During the following years, Recreativo, now under the auspices of the Seamen's Institute, kept organizing sports activities at the Velodrome, mainly football, cricket, and tennis, but only among its members, as the club did not have any opponents close by at the time. It was not until after the success of the 1902 Copa de la Coronación that Recreativo began to consider starting a serious group, with even the local press encouraging the club to abandon its "exclusivism" in order to form a football team that could compete in the inaugural edition of the Copa del Rey, which was exactly what Recreativo ended up doing. In January 1903, they informed the City Council that their collaboration with the Seamen's Institute was dissolved, thus abandoning its exclusive manner to open to Huelva society once again (just like in the early 1890s), with the club's new statutes for its new social life being finally approved on 15 May 1903. Mackay then requested a special permit from the RTCL to build new "Pavilions" at the Velodrome for the practice of cricket and football, which was inaugurated with a football match on 15 October 1904, either between Club Onubense and Club de Riotinto, or between Recreativo and Rio Tinto FC.

_PROBLEM REQUIREMENTS_: In the Recreativo passage, on what date were the club's new statutes approved?

_DATASET EXCERPTS_:
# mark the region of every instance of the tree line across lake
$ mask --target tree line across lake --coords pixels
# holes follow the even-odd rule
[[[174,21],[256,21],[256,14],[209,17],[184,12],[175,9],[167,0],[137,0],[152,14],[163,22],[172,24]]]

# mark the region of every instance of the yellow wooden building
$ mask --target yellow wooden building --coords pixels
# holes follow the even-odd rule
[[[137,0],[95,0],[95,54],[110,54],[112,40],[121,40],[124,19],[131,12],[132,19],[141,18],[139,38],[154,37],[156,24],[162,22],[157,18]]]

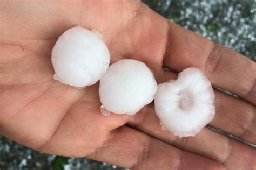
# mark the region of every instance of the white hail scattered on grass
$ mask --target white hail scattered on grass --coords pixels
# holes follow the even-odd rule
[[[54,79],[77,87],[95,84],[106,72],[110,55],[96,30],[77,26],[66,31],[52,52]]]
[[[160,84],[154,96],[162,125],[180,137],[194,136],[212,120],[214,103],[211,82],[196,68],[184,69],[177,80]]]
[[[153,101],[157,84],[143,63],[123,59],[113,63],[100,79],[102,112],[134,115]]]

_SOLUTION FOR THIS TASK_: 15 May 1903